START Records for this task

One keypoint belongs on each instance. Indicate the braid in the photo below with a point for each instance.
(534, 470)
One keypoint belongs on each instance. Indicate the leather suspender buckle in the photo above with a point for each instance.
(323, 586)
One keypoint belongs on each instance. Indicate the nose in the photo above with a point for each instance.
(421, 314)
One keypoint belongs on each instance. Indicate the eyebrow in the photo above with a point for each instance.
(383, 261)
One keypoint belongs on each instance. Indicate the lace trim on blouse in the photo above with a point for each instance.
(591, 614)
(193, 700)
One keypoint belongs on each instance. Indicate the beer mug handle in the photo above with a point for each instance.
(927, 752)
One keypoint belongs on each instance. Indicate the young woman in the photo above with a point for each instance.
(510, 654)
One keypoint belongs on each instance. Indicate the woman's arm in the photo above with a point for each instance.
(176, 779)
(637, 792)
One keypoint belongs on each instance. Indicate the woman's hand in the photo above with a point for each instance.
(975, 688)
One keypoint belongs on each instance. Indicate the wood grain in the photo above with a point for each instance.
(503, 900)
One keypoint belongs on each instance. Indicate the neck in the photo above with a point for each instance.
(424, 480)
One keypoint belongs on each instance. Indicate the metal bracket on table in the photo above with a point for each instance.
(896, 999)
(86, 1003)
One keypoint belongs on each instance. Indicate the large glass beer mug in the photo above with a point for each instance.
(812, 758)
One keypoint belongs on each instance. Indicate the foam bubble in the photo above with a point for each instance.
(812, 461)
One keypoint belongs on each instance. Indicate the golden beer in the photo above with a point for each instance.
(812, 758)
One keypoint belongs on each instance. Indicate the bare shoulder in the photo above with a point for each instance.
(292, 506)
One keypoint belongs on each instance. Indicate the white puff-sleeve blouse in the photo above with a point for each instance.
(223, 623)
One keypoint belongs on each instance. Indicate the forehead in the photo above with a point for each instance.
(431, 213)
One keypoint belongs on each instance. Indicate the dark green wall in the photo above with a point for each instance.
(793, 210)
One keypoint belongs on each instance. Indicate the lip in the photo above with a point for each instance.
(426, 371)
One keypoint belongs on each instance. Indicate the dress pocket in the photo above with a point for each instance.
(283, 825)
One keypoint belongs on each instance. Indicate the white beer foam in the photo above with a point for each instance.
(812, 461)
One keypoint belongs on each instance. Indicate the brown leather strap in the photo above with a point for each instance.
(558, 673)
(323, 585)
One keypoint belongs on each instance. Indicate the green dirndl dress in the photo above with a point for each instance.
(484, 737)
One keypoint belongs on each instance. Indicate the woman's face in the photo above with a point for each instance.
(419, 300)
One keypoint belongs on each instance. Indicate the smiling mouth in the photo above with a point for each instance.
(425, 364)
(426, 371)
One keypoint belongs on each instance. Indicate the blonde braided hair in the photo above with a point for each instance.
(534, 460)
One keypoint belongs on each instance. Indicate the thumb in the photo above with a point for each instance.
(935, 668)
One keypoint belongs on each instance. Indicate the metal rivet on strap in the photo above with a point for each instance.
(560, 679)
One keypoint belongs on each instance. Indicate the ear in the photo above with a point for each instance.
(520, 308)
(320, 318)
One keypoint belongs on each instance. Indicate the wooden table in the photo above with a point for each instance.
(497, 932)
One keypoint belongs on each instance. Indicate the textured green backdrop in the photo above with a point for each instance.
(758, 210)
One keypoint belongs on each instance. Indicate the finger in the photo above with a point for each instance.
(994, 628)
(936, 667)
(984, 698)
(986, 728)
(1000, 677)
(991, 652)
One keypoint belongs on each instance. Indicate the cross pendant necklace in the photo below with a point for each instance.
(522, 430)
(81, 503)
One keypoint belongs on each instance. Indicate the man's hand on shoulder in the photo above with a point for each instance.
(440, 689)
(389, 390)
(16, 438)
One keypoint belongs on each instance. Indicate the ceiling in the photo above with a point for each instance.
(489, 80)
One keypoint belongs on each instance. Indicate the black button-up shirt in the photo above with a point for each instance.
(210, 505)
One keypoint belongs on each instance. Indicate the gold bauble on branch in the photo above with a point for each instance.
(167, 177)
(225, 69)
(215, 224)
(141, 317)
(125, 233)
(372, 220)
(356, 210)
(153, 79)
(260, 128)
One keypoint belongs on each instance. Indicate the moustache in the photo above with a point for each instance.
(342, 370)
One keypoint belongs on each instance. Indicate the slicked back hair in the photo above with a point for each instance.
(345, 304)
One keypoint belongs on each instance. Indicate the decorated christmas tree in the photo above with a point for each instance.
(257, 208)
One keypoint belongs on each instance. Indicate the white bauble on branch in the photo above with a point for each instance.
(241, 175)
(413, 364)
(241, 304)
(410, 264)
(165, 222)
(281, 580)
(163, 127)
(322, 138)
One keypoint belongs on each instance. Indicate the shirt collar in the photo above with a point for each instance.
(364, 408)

END Records for this task

> _Assignment_
Every entry is to be retyped word for word.

> _Your response_
One keypoint belongs on each instance. Indicate the braid in the photo below with a point for each instance.
(534, 470)
One keypoint belongs on each instance. Indicate the leather suspender buckle in the photo above with a point for each instance.
(323, 586)
One keypoint belongs on each instance. Indicate the nose in the photo above with a point for each instance.
(421, 314)
One keypoint belongs on each instance. Indicate the eyebrow in the photo above with a point for each instance.
(383, 261)
One keypoint belongs on each instance. Indicate the lace trim on blouse in the photo above with a point for each instance.
(591, 614)
(193, 700)
One keypoint belongs on each instance. Indicate the beer mug handle in the photo above with a point for each instance.
(927, 752)
One keypoint belongs on each instance. Indicate the young woman in the photo above with a point for each instance.
(510, 654)
One keypoint belongs on each instance. Indicate the woman's arm in the photo above with a point for each instance.
(176, 779)
(637, 792)
One keypoint belongs on each instance. Indicate the woman's hand in the photo above with a point for each instance.
(975, 688)
One keypoint belongs on each instance. Indicate the wood grain in the photo above with a point for each instance.
(503, 900)
One keypoint belongs on each instance. Indicate the neck in the photo above with a point for each instance.
(424, 480)
One keypoint belongs on each instance. Indicate the metal bracket on table in the photo above with a point for each instance.
(896, 999)
(86, 1003)
One keypoint belongs on each instance. Indicate the large glass beer mug in the photo above with a point for each instance.
(812, 758)
One keypoint belongs on each instance. Indicate the foam bubble in the photo above with a point for each instance.
(812, 461)
One keypoint belongs on each instance. Indicate the golden beer in the photo above with a point for each instance.
(812, 758)
One keypoint belongs on each instance. Indicate the bare shoulder in the photo above with a point for each instance.
(292, 506)
One keypoint belongs on each instance. Indicate the white puff-sleeve blouse in the photo above with a point for each instance.
(223, 623)
One keypoint belongs on each instance. Indicate the forehead in the photo above with a point for each instance.
(431, 213)
One keypoint belongs on each instance. Indicate the dark green wall in the photo above with a point for each instance.
(793, 210)
One keypoint belongs on each instance. Indicate the lip in the photo above with a point for each instance.
(426, 371)
One keypoint belongs on each instance. Indicate the dress pocket in the photo above with a point for each instance.
(283, 825)
One keypoint belongs on each instance. Indicate the white beer foam in the photo above with a point for each instance.
(812, 461)
One keypoint belongs on each instance. Indicate the brown leather strap in the photo above with a point for each instance.
(558, 673)
(323, 585)
One keypoint belongs on each instance. Indicate the green dirndl dress in the photo above with a point for each instance.
(484, 737)
One keypoint belongs on each instance. Indicate the woman's face in the photo above with a point for each instance.
(419, 300)
One keypoint belongs on each instance. Indicate the smiling mouth in the photo above with a point for each instance.
(425, 364)
(426, 371)
One keypoint belongs on each instance. Indicate the blonde braided hair in the photo above with a point for each instance.
(534, 460)
One keypoint belongs on each instance. Indicate the thumb in the photo above with a point for each instance.
(935, 668)
One keypoint belongs on each instance. Indicate the metal rivet on strap in the photo above with a point for each instance.
(560, 679)
One keypoint belongs on each instance. Indicate the ear in the photo above with a point for each instance.
(520, 308)
(320, 318)
One keypoint belongs on each instance. Indicate the wooden table in the photo above with a point for each instance.
(497, 932)
One keypoint belongs on each instance. Indicate the textured green backdrop in the photo above with a point for each instance.
(758, 210)
One keypoint belongs on each instance. Indicate the finger in the photo above with a point for each instance.
(994, 628)
(936, 667)
(984, 698)
(986, 728)
(1000, 677)
(991, 652)
One keypoint belongs on each instance. Indicate the cross pendant necklace in the photo below with a point for each instance.
(522, 430)
(81, 503)
One keypoint belongs on each instance. Indicate the man's hand on shoulder in the photo above with a point for each instance.
(440, 689)
(389, 390)
(16, 438)
One keypoint belongs on each instance. Indicate the ceiling in the photo above with a point for each instance.
(489, 80)
One keypoint belongs on each instance. Indicate the black button-up shirt in the photo above with a point for each instance.
(210, 505)
One keypoint belongs on each instance. Indicate the gold bauble on branch in the photo above with a point for each instance.
(167, 177)
(225, 69)
(215, 224)
(141, 317)
(125, 233)
(372, 220)
(356, 210)
(153, 79)
(260, 128)
One keypoint belongs on each instance. Indicate the moustache in the photo above with a point for each instance.
(342, 370)
One keypoint belongs on each instance. Indicate the slicked back hair in the photo above with a point for each instance.
(345, 304)
One keypoint belongs on each instance. Indicate the decorated christmas tree in the photo above with a point for each instance.
(257, 208)
One keypoint belongs on each instance. Indicate the white bauble on branch in the photo above with a point for each instance.
(241, 175)
(413, 364)
(241, 304)
(410, 264)
(165, 222)
(281, 580)
(163, 127)
(322, 138)
One keypoint belongs on each instance. Indicate the shirt collar in the photo above with a point for each instance.
(364, 408)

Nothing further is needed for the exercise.